** start of Material for the task **

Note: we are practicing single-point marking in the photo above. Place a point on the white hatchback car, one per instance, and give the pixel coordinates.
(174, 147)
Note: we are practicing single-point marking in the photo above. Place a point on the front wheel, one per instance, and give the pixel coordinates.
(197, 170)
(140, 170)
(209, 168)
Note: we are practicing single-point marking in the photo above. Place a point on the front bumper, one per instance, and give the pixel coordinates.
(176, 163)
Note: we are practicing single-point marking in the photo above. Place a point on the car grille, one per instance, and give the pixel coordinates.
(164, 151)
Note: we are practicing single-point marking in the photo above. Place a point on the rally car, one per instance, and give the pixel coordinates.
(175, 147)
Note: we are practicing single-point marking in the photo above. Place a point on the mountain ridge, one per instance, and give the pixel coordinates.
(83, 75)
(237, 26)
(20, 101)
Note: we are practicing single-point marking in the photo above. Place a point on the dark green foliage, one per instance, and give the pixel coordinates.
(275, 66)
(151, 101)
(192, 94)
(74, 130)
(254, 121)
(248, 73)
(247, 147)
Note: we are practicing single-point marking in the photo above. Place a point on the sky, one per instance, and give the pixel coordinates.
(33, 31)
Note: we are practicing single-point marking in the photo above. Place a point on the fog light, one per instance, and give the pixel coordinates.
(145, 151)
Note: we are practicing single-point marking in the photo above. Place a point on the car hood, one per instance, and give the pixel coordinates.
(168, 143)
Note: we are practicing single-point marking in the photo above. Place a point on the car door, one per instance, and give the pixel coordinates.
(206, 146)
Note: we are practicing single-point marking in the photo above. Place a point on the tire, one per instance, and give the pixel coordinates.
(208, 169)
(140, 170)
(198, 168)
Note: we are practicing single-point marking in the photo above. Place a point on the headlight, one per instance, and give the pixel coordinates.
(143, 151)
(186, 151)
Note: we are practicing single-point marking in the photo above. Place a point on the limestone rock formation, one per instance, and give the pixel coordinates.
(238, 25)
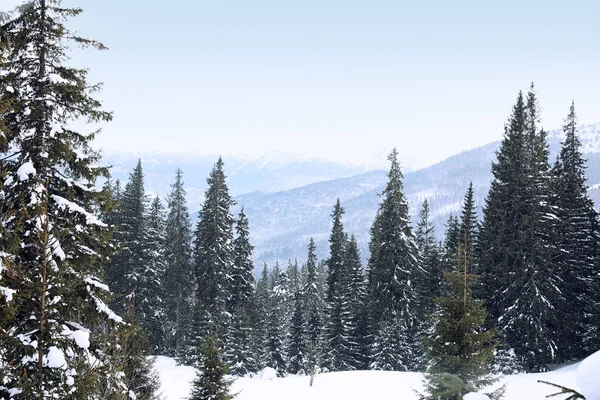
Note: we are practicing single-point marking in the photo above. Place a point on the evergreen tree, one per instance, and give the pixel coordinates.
(393, 267)
(338, 329)
(314, 305)
(260, 324)
(242, 280)
(127, 266)
(297, 349)
(358, 323)
(450, 248)
(211, 382)
(213, 250)
(132, 356)
(430, 279)
(59, 323)
(459, 346)
(578, 243)
(178, 279)
(519, 280)
(468, 229)
(240, 353)
(388, 351)
(150, 306)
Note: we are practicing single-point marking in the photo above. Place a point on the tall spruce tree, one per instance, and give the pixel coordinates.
(394, 265)
(468, 229)
(578, 243)
(178, 279)
(259, 323)
(459, 350)
(211, 382)
(149, 302)
(127, 265)
(213, 250)
(314, 306)
(242, 279)
(357, 322)
(278, 321)
(297, 348)
(60, 323)
(429, 284)
(338, 328)
(515, 248)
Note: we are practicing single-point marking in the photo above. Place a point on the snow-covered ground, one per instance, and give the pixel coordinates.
(359, 385)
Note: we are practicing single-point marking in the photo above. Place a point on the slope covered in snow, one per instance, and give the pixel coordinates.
(355, 385)
(281, 223)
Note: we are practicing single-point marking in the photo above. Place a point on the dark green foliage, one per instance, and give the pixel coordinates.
(211, 382)
(519, 279)
(132, 354)
(213, 249)
(178, 284)
(127, 266)
(578, 237)
(450, 248)
(150, 306)
(242, 280)
(313, 301)
(468, 230)
(57, 244)
(260, 324)
(340, 326)
(240, 354)
(357, 322)
(389, 351)
(430, 279)
(459, 344)
(392, 267)
(297, 349)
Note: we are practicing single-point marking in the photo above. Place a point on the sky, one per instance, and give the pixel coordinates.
(344, 80)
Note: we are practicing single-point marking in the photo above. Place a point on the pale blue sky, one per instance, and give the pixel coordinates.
(341, 79)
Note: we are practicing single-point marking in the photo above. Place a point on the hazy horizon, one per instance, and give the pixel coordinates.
(337, 80)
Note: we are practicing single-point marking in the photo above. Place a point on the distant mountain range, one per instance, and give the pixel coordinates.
(281, 223)
(271, 172)
(289, 198)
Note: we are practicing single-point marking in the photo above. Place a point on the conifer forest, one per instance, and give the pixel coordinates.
(97, 275)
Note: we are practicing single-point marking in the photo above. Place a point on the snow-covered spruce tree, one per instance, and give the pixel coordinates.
(138, 268)
(519, 280)
(128, 264)
(578, 241)
(339, 348)
(259, 316)
(450, 247)
(468, 230)
(211, 382)
(458, 348)
(239, 352)
(359, 319)
(459, 344)
(150, 306)
(131, 356)
(314, 308)
(393, 266)
(50, 181)
(214, 252)
(242, 278)
(279, 316)
(430, 278)
(297, 350)
(179, 278)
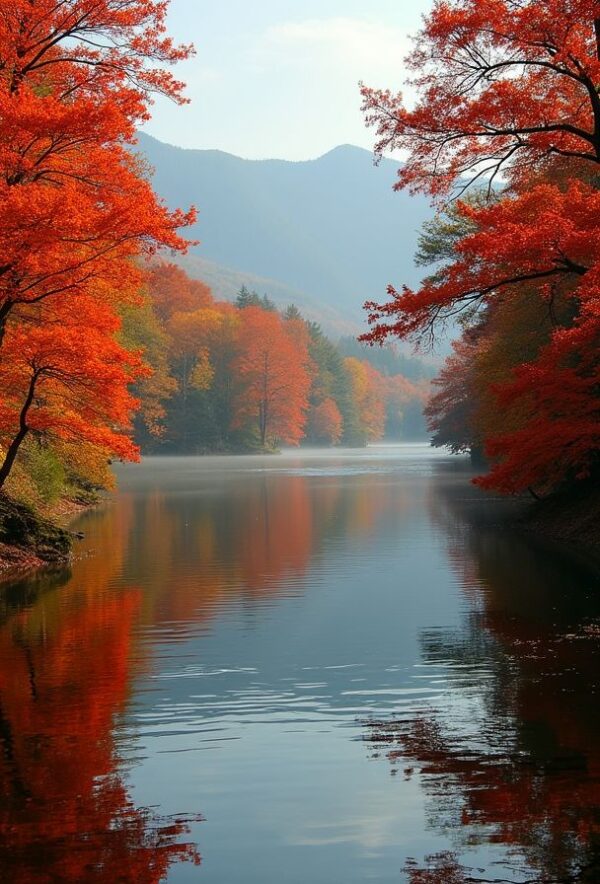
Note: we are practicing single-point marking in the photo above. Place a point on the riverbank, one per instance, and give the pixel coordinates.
(571, 518)
(30, 540)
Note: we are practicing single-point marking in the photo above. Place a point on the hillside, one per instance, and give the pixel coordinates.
(331, 229)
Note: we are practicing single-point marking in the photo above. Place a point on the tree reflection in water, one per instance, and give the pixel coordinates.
(513, 757)
(65, 813)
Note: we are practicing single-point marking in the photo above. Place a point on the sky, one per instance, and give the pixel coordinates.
(279, 78)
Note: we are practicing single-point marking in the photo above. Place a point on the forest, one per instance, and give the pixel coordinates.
(108, 349)
(505, 138)
(243, 377)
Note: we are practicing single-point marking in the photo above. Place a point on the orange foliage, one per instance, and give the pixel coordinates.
(368, 392)
(272, 368)
(512, 88)
(326, 422)
(77, 210)
(172, 291)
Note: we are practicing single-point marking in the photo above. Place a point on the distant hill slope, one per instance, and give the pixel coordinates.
(226, 283)
(331, 229)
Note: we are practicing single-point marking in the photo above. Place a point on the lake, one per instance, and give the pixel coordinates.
(318, 667)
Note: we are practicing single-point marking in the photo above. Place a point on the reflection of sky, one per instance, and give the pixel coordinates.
(255, 718)
(254, 709)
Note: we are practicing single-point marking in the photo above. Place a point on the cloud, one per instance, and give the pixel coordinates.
(366, 48)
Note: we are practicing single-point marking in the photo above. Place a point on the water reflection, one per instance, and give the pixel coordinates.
(512, 757)
(65, 814)
(231, 632)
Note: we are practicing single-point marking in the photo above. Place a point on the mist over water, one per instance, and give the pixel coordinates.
(308, 667)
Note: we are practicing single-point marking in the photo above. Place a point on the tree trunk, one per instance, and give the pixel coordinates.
(13, 448)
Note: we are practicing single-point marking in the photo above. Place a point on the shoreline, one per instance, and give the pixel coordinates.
(571, 519)
(31, 540)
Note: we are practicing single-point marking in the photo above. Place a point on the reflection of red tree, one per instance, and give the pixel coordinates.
(64, 810)
(528, 777)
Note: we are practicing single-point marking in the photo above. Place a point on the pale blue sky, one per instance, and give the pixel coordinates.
(278, 78)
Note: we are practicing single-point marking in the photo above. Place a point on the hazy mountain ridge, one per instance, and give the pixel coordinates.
(330, 230)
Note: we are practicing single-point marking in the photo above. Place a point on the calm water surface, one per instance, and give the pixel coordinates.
(309, 668)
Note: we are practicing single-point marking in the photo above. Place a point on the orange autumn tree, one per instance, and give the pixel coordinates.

** end of Material for the task **

• **Exercise goal**
Copy out every line of the listing above word for word, leaving the pictures out.

• **The reply**
Note: we are practicing single-point marking in the photo above. Place a point on the white hatchback car, one per instance, and give the pixel coordinates.
(174, 147)
Note: we are practicing single-point marking in the photo above. Place a point on the front wheel, one per instance, and give the pixel coordinates.
(197, 170)
(140, 170)
(209, 168)
Note: we are practicing single-point marking in the photo above. Place a point on the front bumper, one per instance, and give the pixel coordinates.
(176, 163)
Note: we are practicing single-point marking in the photo above. Place a point on the car grille, one per instance, and give the pixel coordinates.
(164, 151)
Note: we are practicing single-point marking in the photo above. Place a point on the rally car, one per instance, and give the pixel coordinates.
(175, 147)
Note: we are practicing single-point marking in the photo above. Place a point on the mountain ridge, one per instance, and give the pixel coordinates.
(83, 75)
(237, 26)
(20, 101)
Note: we are practicing single-point marking in the photo above. Place a point on the dark green foliage, one per instance, and give the pixel coordinates.
(275, 66)
(151, 101)
(192, 94)
(74, 130)
(254, 121)
(248, 73)
(247, 147)
Note: we are practicing single-point marking in the photo above. Place a point on the sky, one per instance, and give the pixel coordinates.
(33, 31)
Note: we are practicing single-point marking in the photo above. Place a point on the fog light, one per instance, and give the pixel coordinates.
(145, 151)
Note: we are practicing single-point marking in the photo above. Place a point on the car hood, one per instance, and give the pixel coordinates.
(168, 143)
Note: we are practicing single-point marking in the photo above. Place a point on the car door, one per instance, and give the pixel coordinates.
(206, 146)
Note: we are practicing single-point marking in the photo above. Place a point on the tire, one per instance, and give the pixel coordinates.
(208, 169)
(140, 170)
(198, 168)
Note: we are practicing single-point marking in the photo above. Place a point on the headlight, one per instance, and give the pixel coordinates.
(143, 151)
(186, 151)
Note: we are practicing single-point marking in the photo above. Place a point on the limestone rock formation, one per instance, and give the pixel coordinates.
(238, 25)
Note: we are practicing single-point marking in the photo above. Place a point on the evergreen tree, one per instance, and give the pixel coordinates.
(393, 267)
(338, 329)
(314, 305)
(260, 324)
(242, 280)
(127, 266)
(297, 349)
(358, 323)
(450, 248)
(211, 382)
(213, 250)
(132, 356)
(430, 279)
(59, 323)
(459, 346)
(578, 243)
(178, 279)
(519, 280)
(468, 229)
(240, 353)
(388, 351)
(150, 306)
Note: we are practicing single-point marking in the photo above. Place a point on the tall spruce tree, one per instance, and give the pixel coordinates.
(394, 265)
(468, 229)
(578, 243)
(178, 279)
(259, 323)
(459, 350)
(211, 382)
(149, 302)
(127, 265)
(213, 250)
(314, 306)
(242, 279)
(357, 322)
(278, 321)
(297, 348)
(60, 323)
(429, 284)
(338, 328)
(515, 248)
Note: we are practicing single-point marking in the photo above. Place a point on the snow-covered ground, one per instance, and give the pixel coordinates.
(359, 385)
Note: we are practicing single-point marking in the photo above. Place a point on the slope covered in snow, one per instance, and give the pixel coordinates.
(355, 385)
(281, 223)
Note: we are practicing single-point marking in the photo above. Place a point on the dark green foliage, one per instance, and give the pixel coordinates.
(211, 382)
(519, 279)
(132, 354)
(213, 249)
(178, 284)
(127, 266)
(578, 237)
(450, 248)
(150, 306)
(242, 280)
(313, 301)
(468, 230)
(57, 244)
(260, 324)
(340, 326)
(240, 354)
(357, 322)
(389, 351)
(430, 279)
(459, 344)
(392, 267)
(297, 349)
Note: we are practicing single-point marking in the photo above. Place a point on the sky, one per instance, and give the pixel coordinates.
(344, 80)
Note: we are practicing single-point marking in the photo above. Place a point on the pale blue sky, one per instance, and give the pixel coordinates.
(341, 79)
Note: we are practicing single-point marking in the photo above. Place a point on the hazy horizon, one per instance, and give the pixel coordinates.
(337, 80)
Note: we are practicing single-point marking in the photo above. Place a point on the distant mountain range, one per instance, and give the pixel coordinates.
(281, 223)
(271, 172)
(289, 198)
Note: we are practicing single-point marking in the photo above. Place a point on the conifer forest, one per instance, and give the pixel coordinates.
(97, 275)
Note: we are practicing single-point marking in the photo above. Place a point on the snow-covered spruce tree, one per instance, and give the pixel coordinates.
(138, 268)
(519, 280)
(128, 264)
(578, 241)
(339, 348)
(259, 316)
(450, 247)
(468, 230)
(211, 382)
(458, 348)
(239, 352)
(359, 319)
(459, 344)
(150, 306)
(131, 356)
(314, 308)
(393, 266)
(50, 181)
(214, 252)
(242, 278)
(279, 316)
(430, 278)
(297, 350)
(179, 278)
Note: we are practicing single-point marking in the photo above. Place a point on the riverbank, one per instance, and give the pixel coordinates.
(571, 518)
(30, 540)
Note: we are practicing single-point marking in the photo above. Place a point on the hillside, one per instance, and give the pixel coordinates.
(331, 229)
Note: we are practicing single-point marking in the photo above. Place a point on the tree reflection in water, one per instance, and give the pixel coordinates.
(513, 757)
(65, 813)
Note: we are practicing single-point marking in the photo above. Place a point on the sky, one per instance, and give the pixel coordinates.
(279, 78)
Note: we are practicing single-point marking in the photo above. Place a point on the forest, one per instance, and give the pixel coordinates.
(108, 349)
(505, 138)
(243, 377)
Note: we are practicing single-point marking in the photo above. Place a point on the orange foliage, one per instance, and give the pixel coordinates.
(368, 392)
(272, 368)
(512, 88)
(326, 422)
(77, 210)
(172, 291)
Note: we are practicing single-point marking in the photo above. Place a point on the distant hill slope, one per instance, and give the pixel coordinates.
(226, 283)
(331, 229)
Note: we are practicing single-point marking in the photo above. Place a point on the lake, one per instance, and give the pixel coordinates.
(318, 667)
Note: we are practicing single-point marking in the photo above. Place a point on the reflection of sky, one per instance, and give the pixel coordinates.
(255, 718)
(254, 709)
Note: we are practicing single-point marking in the photo above. Place a point on the cloud, one per instance, and give the pixel coordinates.
(366, 48)
Note: we are practicing single-point marking in the photo above. Place a point on the water reflection, one per instance, and give the pixel coordinates.
(512, 757)
(65, 814)
(231, 632)
Note: we are practicing single-point marking in the photo above. Place a point on the mist over water, one per instance, and give the pixel coordinates.
(308, 667)
Note: we are practicing single-point marking in the photo above. Place a point on the tree trunk, one per instance, and give the pixel coordinates.
(13, 448)
Note: we are practicing single-point marking in the photo above. Place a point on the shoreline, one per instance, and give the pixel coordinates.
(571, 519)
(31, 540)
Note: we are practicing single-point marking in the photo above. Place a point on the reflection of red tree, one per instance, and give the pixel coordinates.
(64, 810)
(528, 777)
Note: we are practicing single-point marking in the photo above. Place a point on the pale blue sky, one per instance, and give the pixel coordinates.
(278, 78)
Note: we are practicing single-point marking in the photo above. Place a point on the hazy mountain ridge, one per instance, and give the pixel coordinates.
(330, 230)
Note: we are practicing single-point marking in the photo above. Place a point on the calm water surface, one per instance, and give the pixel coordinates.
(309, 668)
Note: we are practicing single-point marking in the photo above. Place a point on the orange autumn tree, one per instance, and give the pixel coordinates.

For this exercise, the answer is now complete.